=== MATERIAL ===

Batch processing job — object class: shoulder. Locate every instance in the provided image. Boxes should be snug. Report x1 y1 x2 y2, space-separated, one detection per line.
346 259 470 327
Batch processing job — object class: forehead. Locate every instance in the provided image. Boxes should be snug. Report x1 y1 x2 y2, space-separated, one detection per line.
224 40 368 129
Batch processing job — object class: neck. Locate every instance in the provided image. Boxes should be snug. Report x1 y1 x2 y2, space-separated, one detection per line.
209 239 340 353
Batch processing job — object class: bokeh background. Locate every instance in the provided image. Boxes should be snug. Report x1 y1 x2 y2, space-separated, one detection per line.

===

◆ TO DO: Reproduce every line of the material above, requests included, and add 46 to each bounding-box coordinate in the answers.

◆ THE RESPONSE:
Batch processing job — object class: shoulder. Locate every instance in the provided image. Boxes should be snug. Report x1 y1 x2 y2, space-separated, one detection per line.
392 305 516 373
Batch processing job — object class: forehead. Locate every instance in the provided image. Boxes should be snug. Report x1 y1 x2 y2, space-separated, one detection per line.
270 86 414 175
Batch processing job — object class: neck. Locate every instance in the provided image. Boxes should be snug. Report x1 y1 x2 y2, space-separated, one detection per line.
255 285 386 399
Batch processing job — object class: bokeh background. Locate every instance in the provided image. Boxes should be snug. Report x1 y1 x2 y2, space-separated, one detection per line.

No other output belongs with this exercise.